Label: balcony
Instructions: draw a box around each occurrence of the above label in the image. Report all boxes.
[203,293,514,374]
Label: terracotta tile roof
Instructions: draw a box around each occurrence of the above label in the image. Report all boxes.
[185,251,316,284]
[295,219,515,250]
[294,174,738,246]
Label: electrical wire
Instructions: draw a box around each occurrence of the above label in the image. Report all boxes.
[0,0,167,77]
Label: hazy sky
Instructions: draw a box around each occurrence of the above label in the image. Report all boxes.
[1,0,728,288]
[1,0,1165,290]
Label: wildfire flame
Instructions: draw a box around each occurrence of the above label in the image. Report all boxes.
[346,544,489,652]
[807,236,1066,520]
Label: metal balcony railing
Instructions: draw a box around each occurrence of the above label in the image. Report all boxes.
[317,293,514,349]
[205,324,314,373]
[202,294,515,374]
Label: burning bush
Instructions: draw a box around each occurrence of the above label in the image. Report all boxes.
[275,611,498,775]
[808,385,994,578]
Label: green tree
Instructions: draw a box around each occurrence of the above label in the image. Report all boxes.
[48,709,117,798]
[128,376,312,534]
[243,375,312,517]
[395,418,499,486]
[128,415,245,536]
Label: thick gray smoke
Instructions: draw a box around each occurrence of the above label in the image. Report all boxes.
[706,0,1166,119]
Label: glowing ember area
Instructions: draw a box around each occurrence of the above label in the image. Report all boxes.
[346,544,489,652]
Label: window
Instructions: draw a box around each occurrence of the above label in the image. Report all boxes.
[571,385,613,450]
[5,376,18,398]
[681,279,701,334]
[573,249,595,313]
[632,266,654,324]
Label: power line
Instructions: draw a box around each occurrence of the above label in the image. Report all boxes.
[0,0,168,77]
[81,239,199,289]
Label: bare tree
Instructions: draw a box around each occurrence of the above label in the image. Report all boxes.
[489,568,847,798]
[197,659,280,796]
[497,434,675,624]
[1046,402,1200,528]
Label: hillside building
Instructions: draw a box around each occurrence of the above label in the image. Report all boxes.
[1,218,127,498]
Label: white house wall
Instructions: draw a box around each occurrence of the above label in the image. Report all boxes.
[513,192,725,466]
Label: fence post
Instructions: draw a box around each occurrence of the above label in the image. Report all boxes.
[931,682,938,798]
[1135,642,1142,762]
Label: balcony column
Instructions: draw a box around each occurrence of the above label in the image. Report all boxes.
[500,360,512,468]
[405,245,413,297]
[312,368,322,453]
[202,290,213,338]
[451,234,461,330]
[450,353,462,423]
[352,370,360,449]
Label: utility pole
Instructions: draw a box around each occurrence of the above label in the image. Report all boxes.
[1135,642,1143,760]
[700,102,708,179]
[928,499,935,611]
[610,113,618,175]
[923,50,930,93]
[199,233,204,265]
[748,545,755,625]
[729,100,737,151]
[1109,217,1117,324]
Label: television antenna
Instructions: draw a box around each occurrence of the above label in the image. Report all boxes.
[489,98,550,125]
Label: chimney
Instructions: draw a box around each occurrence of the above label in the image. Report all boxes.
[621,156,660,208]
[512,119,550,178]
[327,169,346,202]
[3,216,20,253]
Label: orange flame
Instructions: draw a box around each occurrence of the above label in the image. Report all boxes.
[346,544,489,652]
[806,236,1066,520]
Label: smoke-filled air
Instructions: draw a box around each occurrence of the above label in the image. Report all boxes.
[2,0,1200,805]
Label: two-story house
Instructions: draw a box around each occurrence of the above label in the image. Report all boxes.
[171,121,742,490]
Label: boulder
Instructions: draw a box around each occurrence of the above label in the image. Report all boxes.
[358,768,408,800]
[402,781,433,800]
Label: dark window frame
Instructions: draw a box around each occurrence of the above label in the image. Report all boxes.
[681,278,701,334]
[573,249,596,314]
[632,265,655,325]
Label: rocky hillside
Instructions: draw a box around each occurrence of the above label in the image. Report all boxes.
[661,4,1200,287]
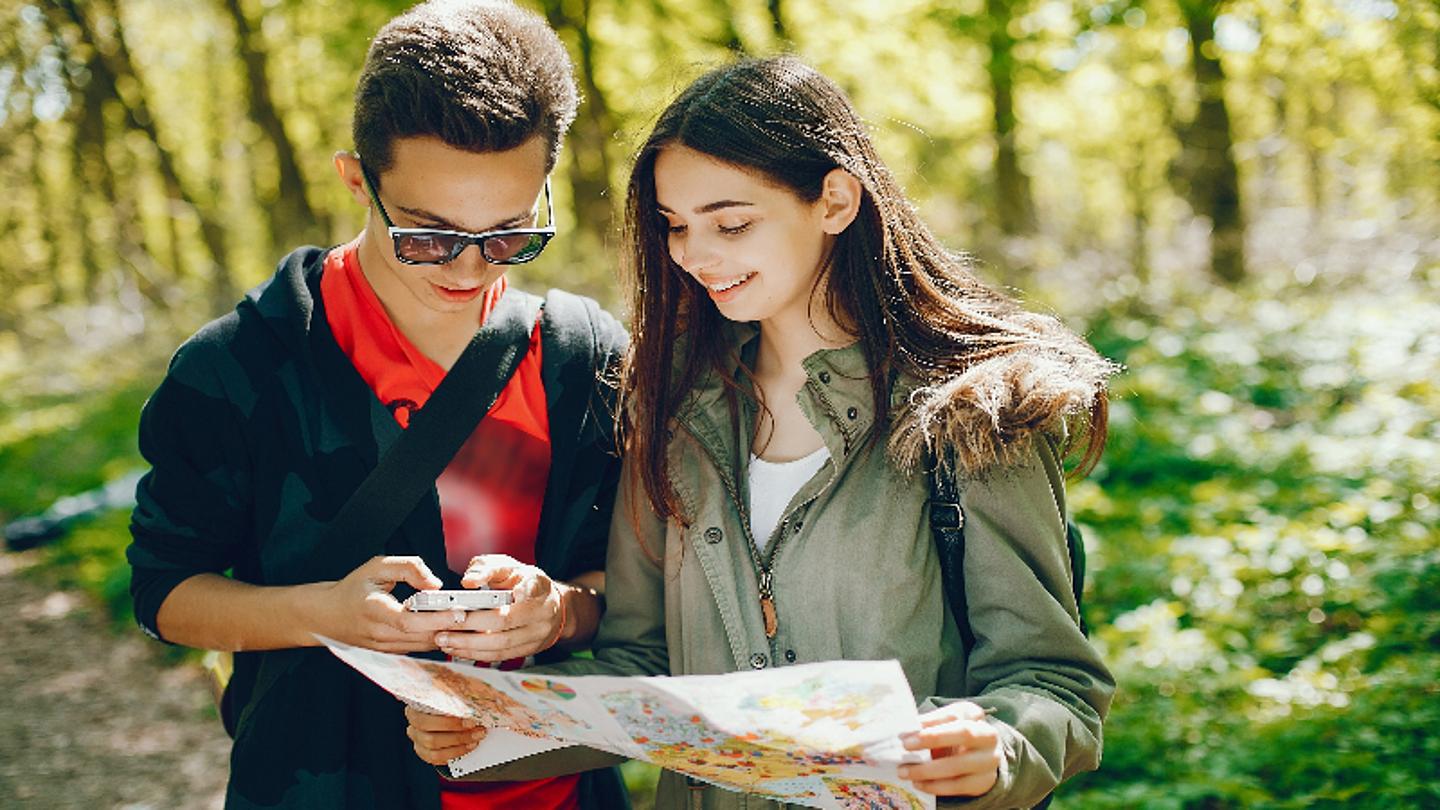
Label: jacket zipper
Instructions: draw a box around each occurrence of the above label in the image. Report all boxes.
[682,414,843,643]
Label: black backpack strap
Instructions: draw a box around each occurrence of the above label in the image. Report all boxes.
[929,451,1089,643]
[533,289,624,579]
[309,287,544,577]
[1066,520,1089,636]
[537,288,605,449]
[927,448,1066,810]
[927,447,976,652]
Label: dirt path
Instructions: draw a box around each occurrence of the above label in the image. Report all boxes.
[0,550,229,809]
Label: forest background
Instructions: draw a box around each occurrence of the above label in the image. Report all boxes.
[1,0,1437,807]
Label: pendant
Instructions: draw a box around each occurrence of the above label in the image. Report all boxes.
[761,596,777,638]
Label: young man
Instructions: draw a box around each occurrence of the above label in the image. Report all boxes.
[126,2,627,808]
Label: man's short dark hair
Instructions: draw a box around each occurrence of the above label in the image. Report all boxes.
[353,0,578,176]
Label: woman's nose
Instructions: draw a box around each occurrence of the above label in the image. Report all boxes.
[672,234,718,275]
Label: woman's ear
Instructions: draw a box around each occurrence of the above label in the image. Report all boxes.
[334,151,371,208]
[817,168,862,235]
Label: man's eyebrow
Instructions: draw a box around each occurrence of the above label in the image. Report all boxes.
[396,204,534,232]
[656,200,756,215]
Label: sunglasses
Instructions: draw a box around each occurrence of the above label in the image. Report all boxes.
[360,163,555,266]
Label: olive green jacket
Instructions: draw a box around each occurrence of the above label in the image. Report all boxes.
[480,327,1114,809]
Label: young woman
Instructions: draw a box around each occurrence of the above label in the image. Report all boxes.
[410,55,1118,809]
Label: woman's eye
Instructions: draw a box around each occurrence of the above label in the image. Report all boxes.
[718,222,752,235]
[666,223,687,235]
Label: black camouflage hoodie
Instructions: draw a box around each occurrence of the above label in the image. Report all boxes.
[128,246,629,809]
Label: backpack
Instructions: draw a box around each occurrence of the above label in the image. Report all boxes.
[926,453,1089,648]
[925,453,1089,810]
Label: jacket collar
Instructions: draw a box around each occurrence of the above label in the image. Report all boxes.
[675,321,886,466]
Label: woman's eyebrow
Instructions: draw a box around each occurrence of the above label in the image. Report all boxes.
[656,200,756,215]
[396,204,533,232]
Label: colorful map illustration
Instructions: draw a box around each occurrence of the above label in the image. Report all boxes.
[322,637,935,810]
[600,689,867,798]
[520,677,578,701]
[414,659,591,738]
[824,777,929,810]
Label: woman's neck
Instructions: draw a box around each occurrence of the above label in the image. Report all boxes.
[753,300,853,382]
[748,301,851,462]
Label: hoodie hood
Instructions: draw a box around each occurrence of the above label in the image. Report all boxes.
[238,245,332,357]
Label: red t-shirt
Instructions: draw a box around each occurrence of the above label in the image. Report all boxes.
[321,241,579,810]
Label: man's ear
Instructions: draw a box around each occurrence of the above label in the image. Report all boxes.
[334,151,371,208]
[817,168,862,235]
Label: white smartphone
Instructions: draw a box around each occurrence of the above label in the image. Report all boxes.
[405,589,513,611]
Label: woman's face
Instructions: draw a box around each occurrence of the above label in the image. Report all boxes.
[653,145,832,328]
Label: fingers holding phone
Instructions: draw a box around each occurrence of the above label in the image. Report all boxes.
[317,555,459,652]
[431,554,567,662]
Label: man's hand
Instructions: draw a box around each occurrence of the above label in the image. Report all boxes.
[405,704,486,765]
[432,554,570,662]
[314,555,457,652]
[898,701,1003,797]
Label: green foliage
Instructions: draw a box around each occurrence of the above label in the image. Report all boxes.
[0,378,150,519]
[1056,266,1440,807]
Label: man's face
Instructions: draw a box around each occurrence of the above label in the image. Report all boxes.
[347,135,550,329]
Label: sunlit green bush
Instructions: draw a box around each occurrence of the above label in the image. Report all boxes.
[1060,268,1440,808]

───

Please copy all lines of the listing in which the string "balcony" occurs.

== Result below ==
Label: balcony
Label: metal balcony railing
Label: balcony column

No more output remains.